Return, unchanged, each line of the listing below that contains the string "shadow".

▶ Supplied data
* * * * * * * * *

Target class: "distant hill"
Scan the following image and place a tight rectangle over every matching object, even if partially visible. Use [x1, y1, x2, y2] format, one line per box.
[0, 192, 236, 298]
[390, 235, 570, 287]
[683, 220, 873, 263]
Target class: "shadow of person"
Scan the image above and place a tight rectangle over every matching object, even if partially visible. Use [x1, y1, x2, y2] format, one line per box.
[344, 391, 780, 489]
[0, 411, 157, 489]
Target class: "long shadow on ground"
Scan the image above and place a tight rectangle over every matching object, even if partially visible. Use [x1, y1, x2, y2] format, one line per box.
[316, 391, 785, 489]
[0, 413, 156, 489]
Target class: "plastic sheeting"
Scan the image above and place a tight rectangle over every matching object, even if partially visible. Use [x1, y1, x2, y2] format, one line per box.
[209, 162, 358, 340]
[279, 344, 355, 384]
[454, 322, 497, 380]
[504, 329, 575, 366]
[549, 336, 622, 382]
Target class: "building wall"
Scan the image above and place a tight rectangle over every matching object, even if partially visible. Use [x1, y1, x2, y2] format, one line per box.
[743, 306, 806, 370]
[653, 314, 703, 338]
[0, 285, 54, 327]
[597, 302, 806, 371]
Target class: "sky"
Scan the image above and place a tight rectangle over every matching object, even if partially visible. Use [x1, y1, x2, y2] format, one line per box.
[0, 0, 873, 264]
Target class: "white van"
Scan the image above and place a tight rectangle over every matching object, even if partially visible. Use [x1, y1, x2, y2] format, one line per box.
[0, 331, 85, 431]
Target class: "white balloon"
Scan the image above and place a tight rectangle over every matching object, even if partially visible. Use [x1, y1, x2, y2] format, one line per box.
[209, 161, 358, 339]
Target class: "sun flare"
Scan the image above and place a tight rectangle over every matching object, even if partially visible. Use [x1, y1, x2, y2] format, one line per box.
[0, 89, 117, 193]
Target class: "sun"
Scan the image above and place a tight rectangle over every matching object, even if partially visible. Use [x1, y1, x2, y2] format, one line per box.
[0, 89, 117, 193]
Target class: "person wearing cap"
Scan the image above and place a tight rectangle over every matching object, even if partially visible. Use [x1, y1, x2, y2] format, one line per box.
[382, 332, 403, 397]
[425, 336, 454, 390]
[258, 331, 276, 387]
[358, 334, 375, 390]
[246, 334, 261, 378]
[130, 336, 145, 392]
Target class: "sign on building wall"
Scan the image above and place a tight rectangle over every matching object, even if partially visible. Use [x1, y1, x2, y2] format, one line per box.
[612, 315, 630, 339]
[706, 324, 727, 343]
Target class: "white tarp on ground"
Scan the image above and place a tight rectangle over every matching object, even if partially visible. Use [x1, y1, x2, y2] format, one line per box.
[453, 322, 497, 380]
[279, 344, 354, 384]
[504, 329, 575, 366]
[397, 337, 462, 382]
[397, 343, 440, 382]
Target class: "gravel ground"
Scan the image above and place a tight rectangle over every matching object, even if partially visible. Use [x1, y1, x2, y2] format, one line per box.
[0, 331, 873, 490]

* * * * * * * * *

▶ Answer for this exercise
Target class: "shadow of person"
Target class: "long shadow on ground"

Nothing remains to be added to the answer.